### [THE PROBLEM]
Render the lines below, from the line containing "Reviewer note. Confirm that each instance of the green foliage" through the line containing "<point>316,162</point>", both included, as a Markdown table with the columns No. and Line. Give each row a number, omit blank lines, and include no other lines.

### [LISTED RECORDS]
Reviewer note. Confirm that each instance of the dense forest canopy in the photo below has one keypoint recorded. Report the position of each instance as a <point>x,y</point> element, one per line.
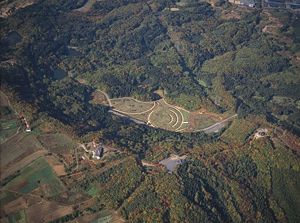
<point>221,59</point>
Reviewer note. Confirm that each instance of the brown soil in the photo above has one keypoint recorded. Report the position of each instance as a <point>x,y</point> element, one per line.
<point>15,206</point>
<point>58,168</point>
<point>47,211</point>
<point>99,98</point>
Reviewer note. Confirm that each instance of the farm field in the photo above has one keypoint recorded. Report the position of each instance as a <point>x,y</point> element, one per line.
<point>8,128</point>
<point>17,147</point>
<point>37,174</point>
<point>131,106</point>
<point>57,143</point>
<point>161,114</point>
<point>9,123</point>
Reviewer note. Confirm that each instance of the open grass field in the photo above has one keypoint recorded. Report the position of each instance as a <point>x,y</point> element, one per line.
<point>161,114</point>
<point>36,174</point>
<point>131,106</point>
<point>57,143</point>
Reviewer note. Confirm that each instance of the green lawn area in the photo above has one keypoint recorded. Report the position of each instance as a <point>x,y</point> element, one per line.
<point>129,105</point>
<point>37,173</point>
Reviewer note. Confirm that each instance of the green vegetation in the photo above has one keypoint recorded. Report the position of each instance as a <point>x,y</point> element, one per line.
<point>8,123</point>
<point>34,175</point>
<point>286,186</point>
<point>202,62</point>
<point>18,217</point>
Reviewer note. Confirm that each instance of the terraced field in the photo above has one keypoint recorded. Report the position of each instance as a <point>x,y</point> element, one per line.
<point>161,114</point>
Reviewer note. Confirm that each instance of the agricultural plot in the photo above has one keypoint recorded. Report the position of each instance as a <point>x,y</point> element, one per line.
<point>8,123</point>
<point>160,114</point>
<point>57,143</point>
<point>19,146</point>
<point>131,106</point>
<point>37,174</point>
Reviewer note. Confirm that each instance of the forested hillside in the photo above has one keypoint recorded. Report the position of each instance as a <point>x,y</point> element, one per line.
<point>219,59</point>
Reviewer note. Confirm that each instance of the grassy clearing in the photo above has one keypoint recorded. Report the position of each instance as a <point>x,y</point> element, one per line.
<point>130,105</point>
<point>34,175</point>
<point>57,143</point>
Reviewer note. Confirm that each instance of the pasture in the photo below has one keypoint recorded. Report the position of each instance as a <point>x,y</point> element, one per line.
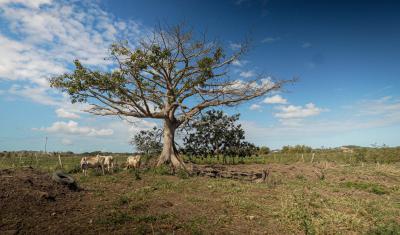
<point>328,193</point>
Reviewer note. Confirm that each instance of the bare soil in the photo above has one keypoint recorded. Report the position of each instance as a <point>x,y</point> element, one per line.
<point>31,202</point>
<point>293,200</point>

---

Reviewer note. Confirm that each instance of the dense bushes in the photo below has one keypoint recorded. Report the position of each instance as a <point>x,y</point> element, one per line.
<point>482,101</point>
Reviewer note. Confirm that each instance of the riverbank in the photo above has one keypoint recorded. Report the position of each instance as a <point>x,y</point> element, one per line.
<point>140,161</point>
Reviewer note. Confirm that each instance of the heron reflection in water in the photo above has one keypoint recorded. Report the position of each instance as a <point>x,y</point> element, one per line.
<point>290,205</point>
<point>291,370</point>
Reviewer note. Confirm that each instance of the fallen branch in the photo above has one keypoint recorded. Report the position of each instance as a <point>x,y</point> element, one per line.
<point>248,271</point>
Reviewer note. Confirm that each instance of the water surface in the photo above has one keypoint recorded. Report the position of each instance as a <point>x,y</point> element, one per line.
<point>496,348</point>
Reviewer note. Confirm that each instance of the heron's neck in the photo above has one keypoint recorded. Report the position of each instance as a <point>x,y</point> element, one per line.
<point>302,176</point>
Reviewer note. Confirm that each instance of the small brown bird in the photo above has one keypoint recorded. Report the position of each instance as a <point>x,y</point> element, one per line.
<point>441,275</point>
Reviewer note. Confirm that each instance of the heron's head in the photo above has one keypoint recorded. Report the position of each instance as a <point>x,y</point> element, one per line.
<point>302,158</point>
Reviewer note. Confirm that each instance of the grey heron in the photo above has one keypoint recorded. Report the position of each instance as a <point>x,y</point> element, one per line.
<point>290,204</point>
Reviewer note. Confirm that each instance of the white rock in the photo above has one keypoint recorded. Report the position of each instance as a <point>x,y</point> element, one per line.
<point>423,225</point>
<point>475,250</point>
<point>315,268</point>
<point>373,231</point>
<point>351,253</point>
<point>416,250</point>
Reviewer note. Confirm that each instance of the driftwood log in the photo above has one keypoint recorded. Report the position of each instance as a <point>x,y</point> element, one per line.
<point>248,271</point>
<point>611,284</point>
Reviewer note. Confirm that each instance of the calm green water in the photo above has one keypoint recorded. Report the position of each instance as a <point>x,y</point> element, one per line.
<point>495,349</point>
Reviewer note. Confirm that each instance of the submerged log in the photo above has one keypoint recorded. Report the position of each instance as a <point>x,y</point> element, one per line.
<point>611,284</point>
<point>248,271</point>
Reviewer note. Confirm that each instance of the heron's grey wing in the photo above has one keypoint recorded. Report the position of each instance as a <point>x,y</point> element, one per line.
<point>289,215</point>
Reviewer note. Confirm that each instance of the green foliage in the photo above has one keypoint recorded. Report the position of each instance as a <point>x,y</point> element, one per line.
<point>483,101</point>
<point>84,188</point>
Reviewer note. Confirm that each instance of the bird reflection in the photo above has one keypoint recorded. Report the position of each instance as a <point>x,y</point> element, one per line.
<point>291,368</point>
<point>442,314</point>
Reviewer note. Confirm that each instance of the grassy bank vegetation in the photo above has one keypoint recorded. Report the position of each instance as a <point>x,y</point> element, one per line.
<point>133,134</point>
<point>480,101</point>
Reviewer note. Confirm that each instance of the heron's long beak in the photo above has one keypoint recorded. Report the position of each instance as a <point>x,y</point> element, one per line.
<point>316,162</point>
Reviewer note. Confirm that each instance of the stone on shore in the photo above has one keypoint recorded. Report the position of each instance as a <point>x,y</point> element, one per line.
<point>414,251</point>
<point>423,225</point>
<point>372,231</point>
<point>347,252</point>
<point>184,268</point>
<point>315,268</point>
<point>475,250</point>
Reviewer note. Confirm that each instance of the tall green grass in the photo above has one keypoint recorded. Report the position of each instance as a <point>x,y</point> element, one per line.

### [RESPONSE TO THIS EXERCISE]
| No. | Line |
|---|---|
| 1 | Reviewer note. Confirm that each instance of the green foliage in the photo above has one keypoint recorded. Report the position of each instance as a <point>x,y</point> element, one per line. |
| 2 | <point>483,101</point> |
| 3 | <point>84,188</point> |
| 4 | Reviewer note. Confirm that each instance of the bird reflection in the photo above has one keypoint recorded. Report the position of each instance as a <point>x,y</point> element, one per line. |
| 5 | <point>291,368</point> |
| 6 | <point>442,314</point> |
| 7 | Reviewer note. Confirm that each instance of the grassy bank vegetation in the photo above has one keypoint recorded. Report the position of each instance as a <point>x,y</point> element, one per line. |
| 8 | <point>133,134</point> |
| 9 | <point>480,101</point> |
| 10 | Reviewer note. Confirm that each instance of the heron's long beak in the photo above has one keypoint recorded. Report the position of each instance as a <point>x,y</point> element, one per line. |
| 11 | <point>316,162</point> |